• _WHAT TO WORK ON_: Leave out the pictures and give back all the entries exactly as written.

** Opening RECORD EXCERPTS block **

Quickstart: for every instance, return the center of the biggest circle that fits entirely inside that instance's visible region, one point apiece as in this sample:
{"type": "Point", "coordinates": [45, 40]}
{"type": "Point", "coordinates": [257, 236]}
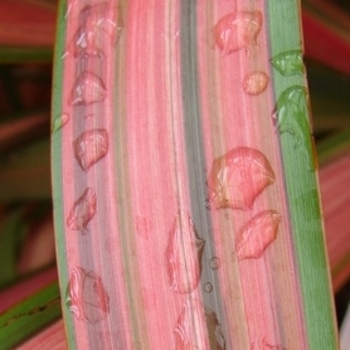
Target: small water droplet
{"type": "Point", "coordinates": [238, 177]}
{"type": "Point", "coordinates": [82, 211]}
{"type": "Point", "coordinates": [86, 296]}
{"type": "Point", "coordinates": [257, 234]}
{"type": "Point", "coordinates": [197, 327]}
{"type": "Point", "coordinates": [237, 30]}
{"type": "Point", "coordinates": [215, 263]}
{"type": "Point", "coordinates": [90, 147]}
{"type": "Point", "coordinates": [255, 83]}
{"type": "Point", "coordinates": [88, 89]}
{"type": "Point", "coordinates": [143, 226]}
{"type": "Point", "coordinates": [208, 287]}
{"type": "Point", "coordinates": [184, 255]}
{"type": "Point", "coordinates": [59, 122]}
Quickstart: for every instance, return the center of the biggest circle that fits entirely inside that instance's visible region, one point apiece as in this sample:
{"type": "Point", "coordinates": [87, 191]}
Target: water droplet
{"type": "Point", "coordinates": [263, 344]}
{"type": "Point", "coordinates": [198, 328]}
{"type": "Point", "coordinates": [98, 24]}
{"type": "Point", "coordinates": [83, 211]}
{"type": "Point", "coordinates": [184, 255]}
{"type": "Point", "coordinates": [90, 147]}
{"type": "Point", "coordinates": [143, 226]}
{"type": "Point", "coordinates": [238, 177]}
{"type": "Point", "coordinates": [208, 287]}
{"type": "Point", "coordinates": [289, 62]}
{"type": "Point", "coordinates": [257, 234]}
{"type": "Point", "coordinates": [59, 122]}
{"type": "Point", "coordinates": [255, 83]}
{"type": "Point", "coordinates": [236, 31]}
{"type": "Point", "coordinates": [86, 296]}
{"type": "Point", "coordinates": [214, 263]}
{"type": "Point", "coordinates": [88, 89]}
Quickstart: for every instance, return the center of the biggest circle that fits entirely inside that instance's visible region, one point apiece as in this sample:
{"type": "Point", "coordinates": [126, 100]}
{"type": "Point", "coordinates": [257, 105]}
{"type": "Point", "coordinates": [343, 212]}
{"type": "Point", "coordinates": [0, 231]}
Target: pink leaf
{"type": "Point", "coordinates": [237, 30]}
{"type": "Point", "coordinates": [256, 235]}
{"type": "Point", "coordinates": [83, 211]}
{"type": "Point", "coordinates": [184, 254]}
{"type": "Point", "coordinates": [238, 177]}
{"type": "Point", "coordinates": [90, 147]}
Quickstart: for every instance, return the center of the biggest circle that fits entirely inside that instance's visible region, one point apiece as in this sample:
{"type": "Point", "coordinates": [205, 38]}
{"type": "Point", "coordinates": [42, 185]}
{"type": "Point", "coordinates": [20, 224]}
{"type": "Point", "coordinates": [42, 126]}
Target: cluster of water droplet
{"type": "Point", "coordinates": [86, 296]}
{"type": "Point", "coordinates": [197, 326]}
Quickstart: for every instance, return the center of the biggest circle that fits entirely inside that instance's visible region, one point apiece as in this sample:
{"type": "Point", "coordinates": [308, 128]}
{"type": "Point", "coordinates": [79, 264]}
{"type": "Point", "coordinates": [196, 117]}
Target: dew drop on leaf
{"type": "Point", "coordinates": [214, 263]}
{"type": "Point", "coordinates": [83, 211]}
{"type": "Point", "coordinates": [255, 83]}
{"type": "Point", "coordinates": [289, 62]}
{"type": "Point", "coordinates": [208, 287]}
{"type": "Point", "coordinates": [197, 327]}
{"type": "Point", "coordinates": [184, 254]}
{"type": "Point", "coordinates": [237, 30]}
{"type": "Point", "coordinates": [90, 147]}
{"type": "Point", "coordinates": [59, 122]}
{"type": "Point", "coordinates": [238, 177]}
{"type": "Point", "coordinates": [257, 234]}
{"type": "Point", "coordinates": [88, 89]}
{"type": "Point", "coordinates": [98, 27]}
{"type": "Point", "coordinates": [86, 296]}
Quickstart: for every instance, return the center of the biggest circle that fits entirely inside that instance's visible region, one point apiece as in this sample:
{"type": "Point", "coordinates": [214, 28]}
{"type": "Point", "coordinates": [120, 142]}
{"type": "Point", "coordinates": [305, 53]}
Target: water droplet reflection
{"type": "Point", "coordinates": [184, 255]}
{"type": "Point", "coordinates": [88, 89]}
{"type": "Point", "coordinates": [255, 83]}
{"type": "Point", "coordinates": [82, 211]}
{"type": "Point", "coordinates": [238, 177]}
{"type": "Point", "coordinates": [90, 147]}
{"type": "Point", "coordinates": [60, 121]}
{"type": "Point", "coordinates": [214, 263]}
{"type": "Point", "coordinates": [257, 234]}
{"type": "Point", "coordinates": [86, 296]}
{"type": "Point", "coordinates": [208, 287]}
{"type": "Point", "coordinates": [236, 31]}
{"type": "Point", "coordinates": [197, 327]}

** Closing RECORD EXCERPTS block **

• _OUTPUT OF THE EXERCISE_:
Quickstart: for every instance, return the center of the biggest circle that fits entirely inside that instance's visible region, one point apiece as in this sample:
{"type": "Point", "coordinates": [45, 40]}
{"type": "Point", "coordinates": [257, 236]}
Target: small water droplet
{"type": "Point", "coordinates": [238, 177]}
{"type": "Point", "coordinates": [82, 211]}
{"type": "Point", "coordinates": [86, 296]}
{"type": "Point", "coordinates": [257, 234]}
{"type": "Point", "coordinates": [197, 327]}
{"type": "Point", "coordinates": [237, 30]}
{"type": "Point", "coordinates": [215, 263]}
{"type": "Point", "coordinates": [90, 147]}
{"type": "Point", "coordinates": [255, 83]}
{"type": "Point", "coordinates": [88, 89]}
{"type": "Point", "coordinates": [143, 226]}
{"type": "Point", "coordinates": [208, 287]}
{"type": "Point", "coordinates": [184, 255]}
{"type": "Point", "coordinates": [59, 122]}
Quickstart: for every instance, return the center of the biggest circle that fits entirely inside that instance's visible region, one point apiece as in this sample:
{"type": "Point", "coordinates": [87, 191]}
Target: water droplet
{"type": "Point", "coordinates": [263, 344]}
{"type": "Point", "coordinates": [198, 328]}
{"type": "Point", "coordinates": [98, 24]}
{"type": "Point", "coordinates": [83, 211]}
{"type": "Point", "coordinates": [184, 255]}
{"type": "Point", "coordinates": [90, 147]}
{"type": "Point", "coordinates": [143, 226]}
{"type": "Point", "coordinates": [238, 177]}
{"type": "Point", "coordinates": [208, 287]}
{"type": "Point", "coordinates": [289, 62]}
{"type": "Point", "coordinates": [257, 234]}
{"type": "Point", "coordinates": [59, 122]}
{"type": "Point", "coordinates": [255, 83]}
{"type": "Point", "coordinates": [236, 31]}
{"type": "Point", "coordinates": [86, 296]}
{"type": "Point", "coordinates": [214, 263]}
{"type": "Point", "coordinates": [88, 89]}
Quickstart: for every instance, return the center of the biggest circle that fits entirely inside that instance's visible region, one point apiece as in this sample:
{"type": "Point", "coordinates": [126, 100]}
{"type": "Point", "coordinates": [257, 105]}
{"type": "Point", "coordinates": [343, 212]}
{"type": "Point", "coordinates": [0, 231]}
Target: pink leaf
{"type": "Point", "coordinates": [237, 30]}
{"type": "Point", "coordinates": [256, 235]}
{"type": "Point", "coordinates": [83, 211]}
{"type": "Point", "coordinates": [184, 254]}
{"type": "Point", "coordinates": [238, 177]}
{"type": "Point", "coordinates": [90, 147]}
Quickstart: for every instance, return the center of the biggest circle that fits entirely inside that instance's visible region, one point apiece as in this sample:
{"type": "Point", "coordinates": [205, 38]}
{"type": "Point", "coordinates": [42, 185]}
{"type": "Point", "coordinates": [20, 224]}
{"type": "Point", "coordinates": [42, 126]}
Target: cluster of water droplet
{"type": "Point", "coordinates": [86, 296]}
{"type": "Point", "coordinates": [197, 326]}
Quickstart: for every instance, return the center of the biggest circle that fits entirely inside that instance's visible region, one point apiece as in this sample:
{"type": "Point", "coordinates": [308, 128]}
{"type": "Point", "coordinates": [79, 264]}
{"type": "Point", "coordinates": [196, 117]}
Target: dew drop on leaf
{"type": "Point", "coordinates": [214, 263]}
{"type": "Point", "coordinates": [83, 211]}
{"type": "Point", "coordinates": [255, 83]}
{"type": "Point", "coordinates": [289, 62]}
{"type": "Point", "coordinates": [208, 287]}
{"type": "Point", "coordinates": [197, 327]}
{"type": "Point", "coordinates": [184, 254]}
{"type": "Point", "coordinates": [237, 30]}
{"type": "Point", "coordinates": [90, 147]}
{"type": "Point", "coordinates": [59, 122]}
{"type": "Point", "coordinates": [238, 177]}
{"type": "Point", "coordinates": [257, 234]}
{"type": "Point", "coordinates": [88, 89]}
{"type": "Point", "coordinates": [98, 27]}
{"type": "Point", "coordinates": [86, 296]}
Quickstart: for every instance, return the center of the biggest circle that fits entirely inside that instance's visible region, one point apiece as in this sample:
{"type": "Point", "coordinates": [214, 28]}
{"type": "Point", "coordinates": [120, 142]}
{"type": "Point", "coordinates": [305, 53]}
Target: water droplet reflection
{"type": "Point", "coordinates": [184, 255]}
{"type": "Point", "coordinates": [88, 89]}
{"type": "Point", "coordinates": [255, 83]}
{"type": "Point", "coordinates": [82, 211]}
{"type": "Point", "coordinates": [238, 177]}
{"type": "Point", "coordinates": [90, 147]}
{"type": "Point", "coordinates": [60, 121]}
{"type": "Point", "coordinates": [214, 263]}
{"type": "Point", "coordinates": [257, 234]}
{"type": "Point", "coordinates": [86, 296]}
{"type": "Point", "coordinates": [208, 287]}
{"type": "Point", "coordinates": [236, 31]}
{"type": "Point", "coordinates": [197, 327]}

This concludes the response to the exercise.